**Passage to read**
──────────
Friday, November 28, 2008

Fiest Saga Continues

Ok, so I just discovered it’s been close to five months since I did a post on the series I was reviewing. Oops.

The next book in the series is Shadow of a Dark Queen. It jumps several years into the future. Prince Nicky is all grown up and an admiral in the Royal Navy – we don’t see much of him. We now go to characters not at all related to the Kingdom’s royal family.

Erik VonDarkmoor is the bastard son of the Duke of Darkmoor. He’s somewhere around 16 to 20 years old, and is unofficially a blacksmith’s apprentice. Unofficially because he mother will not allow the local blacksmith to send a notice to the guild and allow him to name Erik as his apprentice. In practice, Erik is a very good blacksmith, and very good with the animals a blacksmith comes in contact with – horses mostly.
──────────
**Supplied material**
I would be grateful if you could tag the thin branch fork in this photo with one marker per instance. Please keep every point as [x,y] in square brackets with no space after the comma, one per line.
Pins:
──────────
**Work to complete**
- A) Write out the book review starting with "Friday, November 28, 2008" and going on through "Kingdom’s royal family.".
- B) According to the book review, whose bastard son is Erik VonDarkmoor?
- C) Give the next part of the book review, picking up after its final sentence.
The data above comes from a separate source.

**Exercise results**
- A)
Friday, November 28, 2008

Fiest Saga Continues

Ok, so I just discovered it’s been close to five months since I did a post on the series I was reviewing. Oops.

The next book in the series is Shadow of a Dark Queen. It jumps several years into the future. Prince Nicky is all grown up and an admiral in the Royal Navy – we don’t see much of him. We now go to characters not at all related to the Kingdom’s royal family.

- B) The Duke of Darkmoor.

- C)
Erik’s mother is a very bitter woman, which makes Erik’s childhood unhappy. In her youth she was a great beauty, and she tells a story that the Duke of Darkmoor was so taken with her beauty that he actually married her, but because a powerful noble can’t get married without the King’s permission the marriage was annulled. The Duke was married to a very powerfully connected noble, and the Duke never acknowledged Erik as his son. If he had, Erik’s mother continually tells him, Erik would be the Duke’s heir, because he was firstborn. Although the Duke has not acknowledged Erik, he has not denied him either. This little bit of legal limbo lets Erik claim the last name VonDarkmoor.

When it is announced that the Duke will be visiting Erik’s home village, the Duke arrives with his wife and legitimate sons. The oldest is intent on causing trouble for Erik, and the youngest is not able to stop him. When the older son sexually assaults a girl Erik loves as his sister, Erik ends up killing him with the help of his best friend, Roo Avery.

Erik and Roo run away, hoping to travel beyond the reach of the Duchess of Darkmoor’s agents. They are captured, taken before both Prince Nicky (who is acting as regent) and a strange woman who stares intently at them, and ultimately judged guilty of murder and sentenced to hang.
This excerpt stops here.